## WORK INSTRUCTIONS
According to the gaming-habits essay, why does the writer consider it important that new levels, maps or characters are added free of charge for all players? Answer in one to three sentences.

## GIVEN PASSAGE
++++

Playing Games Like You Watch TV Or: Why It Took Me Over Two Years To Finish Dragon Age: Inquisition


I’ve spoken about my gaming habits plenty in the past but I’ve noticed another shift in the last year or so. If I have an hour spare now in the evening I’m much more likely to play an online game, not something single player based.

While it sounds contrary to the above, I feel like I want to invest more time in single player game sessions than ever and really lose myself in that world, which conflicts with my gaming schedule – essentially the odd hour here and there in the evening. I’m finding that I don’t want to play something story based for 45 minutes or an hour. Or at least that’s how I feel about open world games, I’m certainly still happy to play an hour long session to complete a chapter of Uncharted or a main mission in Tomb Raider. More linear games still lend themselves to that style of play. I’ve always played those kind of games like TV shows anyway, a chapter or two at a time over the course of weeks rather than days. I’ve never been a gamer who will rush through a 15-20 hour game in a weekend.


Horizon: Zero Dawn is a good example of this new play style, a game I likely would’ve rushed through before is now a title I’m planning to play over the course of months rather than weeks. Crucially, I also feel like I’m getting more enjoyment out of the game by taking the time to explore and discover smaller content along the way.

I think there is an accompanying parallel change in multiplayer games, which are doing a much better job of getting you to come back and play more often. There has been a positive change in a huge amount of games whereby new content (new levels/maps or characters) is being added free of charge for all players. This is important because, firstly, it means the player base isn’t split (some that paid have the new content but others don’t and they can’t all play together) and secondly it gives people a strong reason to come back to games they might not have ever returned to before this trend. In addition a lot of games are rewarding players for logging in and playing, which keeps people interested for longer.  I also feel like there are a ton of pick up and play online experiences that last 5-10 minutes per game, which align perfectly with the time I have available.

++++

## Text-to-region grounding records

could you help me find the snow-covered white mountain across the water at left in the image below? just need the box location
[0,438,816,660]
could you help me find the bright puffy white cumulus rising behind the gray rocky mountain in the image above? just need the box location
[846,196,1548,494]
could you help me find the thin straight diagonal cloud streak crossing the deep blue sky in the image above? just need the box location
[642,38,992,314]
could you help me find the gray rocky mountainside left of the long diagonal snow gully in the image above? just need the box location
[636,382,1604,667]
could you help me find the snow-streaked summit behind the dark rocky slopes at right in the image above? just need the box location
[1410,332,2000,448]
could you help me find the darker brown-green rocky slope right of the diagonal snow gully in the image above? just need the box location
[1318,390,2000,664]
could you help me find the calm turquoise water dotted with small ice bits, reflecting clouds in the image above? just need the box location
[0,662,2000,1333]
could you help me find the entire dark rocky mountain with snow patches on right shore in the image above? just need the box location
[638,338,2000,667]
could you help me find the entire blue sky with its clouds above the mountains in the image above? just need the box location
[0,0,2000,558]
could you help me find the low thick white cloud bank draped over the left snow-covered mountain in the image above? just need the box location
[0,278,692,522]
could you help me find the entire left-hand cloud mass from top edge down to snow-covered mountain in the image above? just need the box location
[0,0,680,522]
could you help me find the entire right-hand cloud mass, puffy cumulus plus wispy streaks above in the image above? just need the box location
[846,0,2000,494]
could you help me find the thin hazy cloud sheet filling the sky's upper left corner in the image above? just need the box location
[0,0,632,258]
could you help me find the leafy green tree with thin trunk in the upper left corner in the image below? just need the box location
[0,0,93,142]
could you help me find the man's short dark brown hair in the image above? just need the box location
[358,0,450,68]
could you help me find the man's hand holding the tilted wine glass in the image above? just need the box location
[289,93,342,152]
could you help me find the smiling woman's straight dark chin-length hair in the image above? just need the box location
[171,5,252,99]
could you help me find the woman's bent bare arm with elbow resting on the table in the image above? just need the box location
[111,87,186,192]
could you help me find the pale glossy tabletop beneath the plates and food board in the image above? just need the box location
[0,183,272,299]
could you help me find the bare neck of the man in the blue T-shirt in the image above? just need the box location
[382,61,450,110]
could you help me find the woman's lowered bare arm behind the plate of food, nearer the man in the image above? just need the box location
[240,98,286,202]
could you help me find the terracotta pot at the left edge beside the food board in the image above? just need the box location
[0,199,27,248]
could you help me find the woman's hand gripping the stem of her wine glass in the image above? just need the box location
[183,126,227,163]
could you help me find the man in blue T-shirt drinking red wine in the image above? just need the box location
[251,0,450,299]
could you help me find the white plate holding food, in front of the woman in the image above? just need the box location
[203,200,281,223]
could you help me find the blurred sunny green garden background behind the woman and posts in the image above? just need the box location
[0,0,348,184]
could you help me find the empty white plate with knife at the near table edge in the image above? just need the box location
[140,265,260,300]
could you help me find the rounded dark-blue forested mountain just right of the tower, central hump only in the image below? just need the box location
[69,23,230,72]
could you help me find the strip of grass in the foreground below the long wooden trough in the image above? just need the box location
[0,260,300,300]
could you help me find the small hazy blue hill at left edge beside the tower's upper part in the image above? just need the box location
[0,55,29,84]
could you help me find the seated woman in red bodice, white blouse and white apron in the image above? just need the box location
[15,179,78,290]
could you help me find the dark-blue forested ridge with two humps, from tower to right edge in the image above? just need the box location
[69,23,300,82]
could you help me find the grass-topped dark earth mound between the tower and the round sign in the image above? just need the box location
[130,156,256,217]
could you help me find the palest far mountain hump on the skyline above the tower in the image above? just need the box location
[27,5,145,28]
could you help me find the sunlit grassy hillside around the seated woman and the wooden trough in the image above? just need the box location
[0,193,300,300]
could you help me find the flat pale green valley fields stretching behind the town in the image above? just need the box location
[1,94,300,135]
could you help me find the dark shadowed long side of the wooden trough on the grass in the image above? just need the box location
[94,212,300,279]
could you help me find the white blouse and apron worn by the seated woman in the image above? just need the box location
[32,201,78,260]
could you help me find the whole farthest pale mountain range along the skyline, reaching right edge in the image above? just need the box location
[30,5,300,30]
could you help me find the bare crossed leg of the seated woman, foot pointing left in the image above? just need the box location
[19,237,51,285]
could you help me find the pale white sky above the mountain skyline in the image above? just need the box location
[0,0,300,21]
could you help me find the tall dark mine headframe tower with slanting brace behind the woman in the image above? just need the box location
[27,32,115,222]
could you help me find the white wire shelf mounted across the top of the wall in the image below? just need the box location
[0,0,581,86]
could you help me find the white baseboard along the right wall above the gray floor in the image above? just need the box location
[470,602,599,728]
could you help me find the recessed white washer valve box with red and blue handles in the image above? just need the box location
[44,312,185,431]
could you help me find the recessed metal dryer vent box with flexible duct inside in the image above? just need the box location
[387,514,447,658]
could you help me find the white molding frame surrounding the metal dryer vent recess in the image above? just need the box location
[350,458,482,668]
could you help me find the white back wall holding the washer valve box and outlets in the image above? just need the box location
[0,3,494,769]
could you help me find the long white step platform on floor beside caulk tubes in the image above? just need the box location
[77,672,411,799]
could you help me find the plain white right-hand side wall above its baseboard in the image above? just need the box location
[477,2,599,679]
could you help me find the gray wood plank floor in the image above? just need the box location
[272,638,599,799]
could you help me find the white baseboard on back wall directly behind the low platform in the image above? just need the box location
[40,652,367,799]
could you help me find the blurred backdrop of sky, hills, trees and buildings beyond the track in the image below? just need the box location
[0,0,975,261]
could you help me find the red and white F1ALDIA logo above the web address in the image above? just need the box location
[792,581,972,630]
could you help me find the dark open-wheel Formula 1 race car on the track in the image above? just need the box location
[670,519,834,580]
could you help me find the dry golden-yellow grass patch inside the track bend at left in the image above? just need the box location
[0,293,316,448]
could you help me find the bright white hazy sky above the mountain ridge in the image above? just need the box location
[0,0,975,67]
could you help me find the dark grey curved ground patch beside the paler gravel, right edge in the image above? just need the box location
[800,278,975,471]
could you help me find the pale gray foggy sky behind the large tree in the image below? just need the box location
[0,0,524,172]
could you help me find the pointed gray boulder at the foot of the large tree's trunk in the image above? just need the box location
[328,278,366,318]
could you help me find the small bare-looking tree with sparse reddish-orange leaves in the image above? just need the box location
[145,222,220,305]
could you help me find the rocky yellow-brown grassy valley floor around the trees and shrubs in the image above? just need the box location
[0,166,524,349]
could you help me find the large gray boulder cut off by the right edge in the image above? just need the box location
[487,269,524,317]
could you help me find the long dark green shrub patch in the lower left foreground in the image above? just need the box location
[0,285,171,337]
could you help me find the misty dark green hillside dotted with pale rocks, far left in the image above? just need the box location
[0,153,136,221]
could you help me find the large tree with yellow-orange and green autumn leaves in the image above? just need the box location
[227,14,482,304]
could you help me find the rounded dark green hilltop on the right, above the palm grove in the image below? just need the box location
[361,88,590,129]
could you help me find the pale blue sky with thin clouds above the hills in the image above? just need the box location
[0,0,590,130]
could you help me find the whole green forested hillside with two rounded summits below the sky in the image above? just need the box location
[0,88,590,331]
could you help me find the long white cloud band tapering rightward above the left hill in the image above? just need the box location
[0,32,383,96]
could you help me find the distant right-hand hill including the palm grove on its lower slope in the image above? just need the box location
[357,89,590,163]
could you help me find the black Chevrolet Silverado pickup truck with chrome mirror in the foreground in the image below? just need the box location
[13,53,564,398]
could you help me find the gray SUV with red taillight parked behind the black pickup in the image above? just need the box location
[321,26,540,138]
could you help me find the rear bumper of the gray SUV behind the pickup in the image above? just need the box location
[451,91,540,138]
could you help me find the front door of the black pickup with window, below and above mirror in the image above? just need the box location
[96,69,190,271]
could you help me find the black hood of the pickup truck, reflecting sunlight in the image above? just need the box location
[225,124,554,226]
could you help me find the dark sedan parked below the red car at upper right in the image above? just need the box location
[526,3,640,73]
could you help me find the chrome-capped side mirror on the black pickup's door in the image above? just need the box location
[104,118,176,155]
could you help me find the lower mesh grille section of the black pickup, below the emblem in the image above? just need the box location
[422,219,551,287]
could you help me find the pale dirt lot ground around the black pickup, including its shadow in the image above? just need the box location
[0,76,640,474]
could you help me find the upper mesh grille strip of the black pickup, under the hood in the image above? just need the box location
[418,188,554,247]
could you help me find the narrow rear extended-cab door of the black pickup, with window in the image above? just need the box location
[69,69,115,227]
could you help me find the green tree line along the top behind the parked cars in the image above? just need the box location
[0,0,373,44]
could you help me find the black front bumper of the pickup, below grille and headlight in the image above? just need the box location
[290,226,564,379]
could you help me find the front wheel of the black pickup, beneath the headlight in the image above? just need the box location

++++

## WRITTEN SOLUTION
Free content keeps the player base from splitting, because otherwise those who paid would have the new content and others wouldn't, and they couldn't all play together. It also gives people a strong reason to return to games they might never have come back to before this trend.